_Prompt_:
Reproduce, word for word, the stretch of the Elasticsearch comment from "ES is also extremely" through "latge million-document datasets.".

If you only need very basic word search, ES is probably not worth the complexity in your stack, especially if you're already running a SQL database with decent plaintext search.
Where elasticsearch shines is in complex queries: "Show me every match where this field contains 'extinction' within 10 words of 'impact crater' but NOT containing 'oceanic' and the publish date is > last month and one of the subjects is anthropology"
One application I worked on indexes a Postgres database into Elasticsearch for live front-end queries. We index every single field, sometimes hundreds of fields in a single index. ES does this easily. Thanks to Lucene's quasi-columnar/quasi-LSM tree storage, new indexed fields aren't very expensive, and searches -- even fairly complicated ones -- are very fast.
ES is also extremely fast at aggregations. Even complex multi-level aggregations (e.g. group by date, then multiple nested buckets by different fields with "top k" results for each) take just a few hundred milliseconds for latge million-document datasets.
Where ES has problems are areas like replication, consistency and memory usage. It's very hard to tune ES; due to JVM GC and caches, it's basically impossible to predict how much RAM ES will need, and OOMs are common. There's also still no way to ask for a consistent index on query; the best you can do is use "waitfor=refresh" on indexing, which is the wrong time for it. I'd love a consistent Raft-based ES.
1. Does it return relevant results?
2. Can it handle complex queries?

_Record list_:
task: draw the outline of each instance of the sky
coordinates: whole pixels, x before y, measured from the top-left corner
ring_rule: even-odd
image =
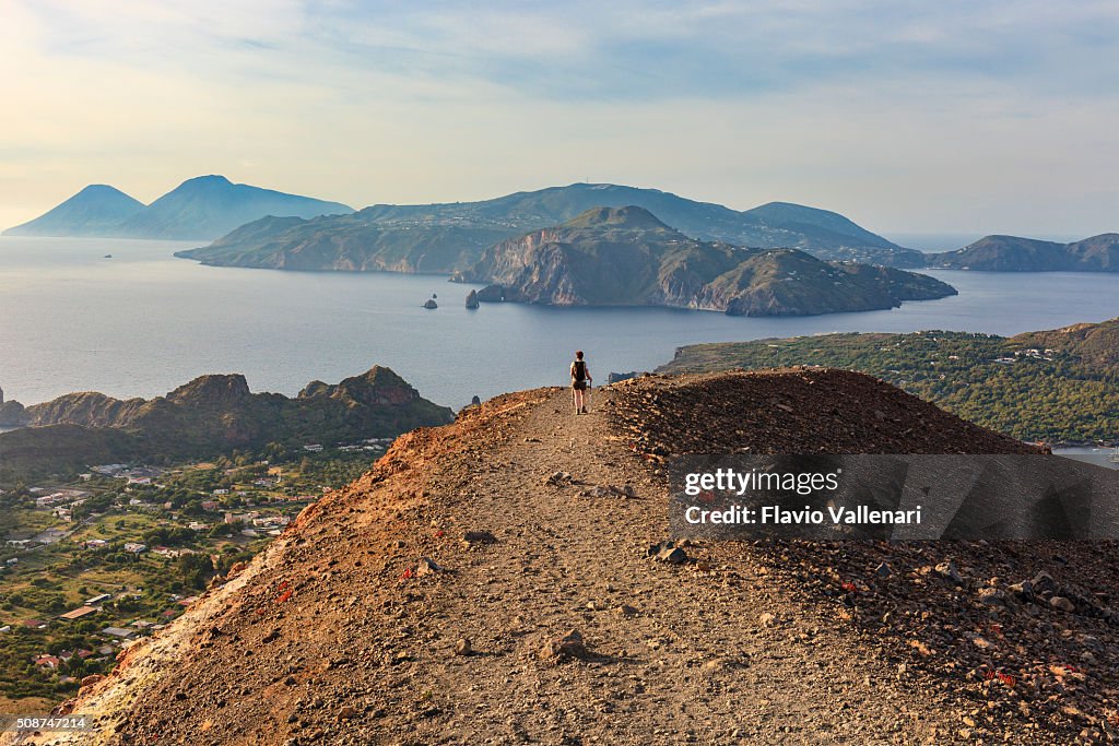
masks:
[[[884,234],[1119,230],[1119,0],[0,0],[0,226],[87,183],[590,180]]]

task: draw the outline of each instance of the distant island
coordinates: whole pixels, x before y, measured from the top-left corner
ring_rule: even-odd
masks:
[[[799,248],[826,259],[920,266],[923,255],[828,210],[770,202],[739,211],[658,189],[573,183],[478,202],[375,205],[350,215],[262,218],[209,246],[177,256],[214,266],[451,274],[483,251],[595,207],[641,207],[666,225],[709,242]]]
[[[636,206],[593,208],[496,244],[454,280],[490,284],[480,301],[664,305],[752,317],[869,311],[956,294],[939,280],[902,270],[697,240]]]
[[[0,427],[19,428],[0,433],[0,452],[4,470],[41,473],[395,436],[453,418],[379,366],[333,385],[311,381],[294,398],[253,394],[241,375],[211,375],[154,399],[81,393],[28,407],[0,404]]]
[[[223,176],[188,179],[151,205],[107,185],[91,185],[6,236],[214,239],[265,216],[312,218],[352,213],[340,202],[288,195]]]
[[[922,331],[692,344],[657,370],[797,365],[871,374],[1022,440],[1119,442],[1119,319],[1009,338]]]
[[[927,254],[924,266],[982,272],[1119,272],[1119,234],[1071,244],[1017,236],[986,236],[955,252]]]

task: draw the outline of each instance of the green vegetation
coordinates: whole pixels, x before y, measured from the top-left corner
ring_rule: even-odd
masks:
[[[498,242],[558,225],[591,208],[628,205],[704,240],[794,247],[821,258],[892,266],[920,266],[923,256],[828,210],[770,202],[739,211],[658,189],[604,183],[573,183],[479,202],[374,205],[311,220],[267,217],[177,256],[217,266],[450,274],[470,267]]]
[[[1013,338],[850,333],[681,348],[658,372],[794,365],[877,376],[966,419],[1025,441],[1119,438],[1119,320]]]
[[[0,701],[26,700],[38,711],[72,695],[82,677],[112,670],[131,640],[181,614],[386,446],[312,453],[271,443],[167,469],[0,480],[0,630],[8,627],[0,631]],[[95,613],[60,618],[103,594]]]
[[[902,270],[696,240],[634,206],[593,208],[505,240],[455,278],[499,285],[507,301],[751,317],[871,311],[956,294],[939,280]]]
[[[201,376],[153,399],[82,393],[9,409],[8,424],[26,427],[0,433],[0,481],[93,463],[169,464],[270,444],[352,443],[454,418],[380,366],[338,384],[311,381],[295,397],[253,394],[244,376],[225,375]]]

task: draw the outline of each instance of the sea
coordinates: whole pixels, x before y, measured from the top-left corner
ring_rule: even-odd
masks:
[[[208,267],[172,256],[197,245],[0,237],[4,396],[23,404],[85,390],[151,397],[215,372],[291,396],[311,380],[380,365],[459,408],[473,396],[564,385],[576,349],[604,384],[611,371],[652,370],[696,342],[928,329],[1015,334],[1119,317],[1119,273],[959,271],[929,272],[957,296],[865,313],[752,319],[511,303],[470,311],[472,286],[445,276]],[[439,308],[424,309],[432,298]]]

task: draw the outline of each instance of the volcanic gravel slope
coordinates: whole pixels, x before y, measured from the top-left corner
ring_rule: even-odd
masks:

_Full answer_:
ES is also extremely fast at aggregations. Even complex multi-level aggregations (e.g. group by date, then multiple nested buckets by different fields with "top k" results for each) take just a few hundred milliseconds for latge million-document datasets.